(課題概要 1)
Rain Neuromorphicsの資金調達に関する本文抜粋に基づき、次の問いに答えてください。
(a) 同社がシリーズAの投資ラウンドで調達した金額はいくらですか。
(b) 今回の投資ラウンドを既存の投資家と共に主導したのはどこですか。
(c) Altman氏が2018年に率いたのは何ですか。

(本文抜粋)
========================================

本格的なアナログAI(人工知能)チップの開発に取り組む新興企業Rain Neuromorphicsは、シリーズAの投資ラウンドで2500万米ドルを調達した。この資金は製品開発の他、エンジニアならびにサポートスタッフを3倍にすることに投じられる予定だ。

» 2022年02月15日 09時30分 公開
[Sally Ward-FoxtonEE Times]

 本格的なアナログAI(人工知能)チップの開発に取り組む新興企業Rain Neuromorphicsは、シリーズAの投資ラウンドで2500万米ドルを調達した。この資金は製品開発の他、エンジニアならびにサポートスタッフを3倍にすることに投じられる予定だ。

 今回の投資ラウンドは、Prosperity 7 Venturesが既存の投資家(Buckley Ventures、Gaingels、Loup Ventures、Metaplanet、Pioneer Fundなど)と共に主導したものである。支援者にはエンジェル投資家でOpenAIの設立者兼CEO(最高経営責任者)であるSam Altman氏、エンジニアとしてFacebookの設立に携わったJeff Rothschild氏も含まれる。Altman氏は2018年にRain Neuromorphicsのシードラウンドを率いた人物である。

========================================

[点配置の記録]
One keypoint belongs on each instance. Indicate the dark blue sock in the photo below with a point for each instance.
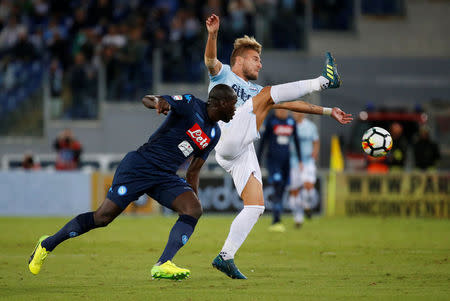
(178, 237)
(77, 226)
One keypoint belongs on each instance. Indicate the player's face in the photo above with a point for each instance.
(252, 64)
(229, 108)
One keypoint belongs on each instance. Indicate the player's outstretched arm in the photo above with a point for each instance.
(193, 172)
(211, 61)
(156, 102)
(341, 116)
(304, 107)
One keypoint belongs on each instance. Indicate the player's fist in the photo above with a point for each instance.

========================================

(課題概要 2)
行のうち、「the player's outstretched」を含む行から最後の行までを、「keypoint」を「marker」に変更して再掲してください。その他の部分は変更しないでください。

(演習結果 1)
(a) 2500万米ドル
(b) Prosperity 7 Ventures
(c) Rain Neuromorphicsのシードラウンド

(演習結果 2)
One marker belongs on each instance. Indicate the player's outstretched arm in the photo above with a point for each instance.
(193, 172)
(211, 61)
(156, 102)
(341, 116)
(304, 107)
One marker belongs on each instance. Indicate the player's fist in the photo above with a point for each instance.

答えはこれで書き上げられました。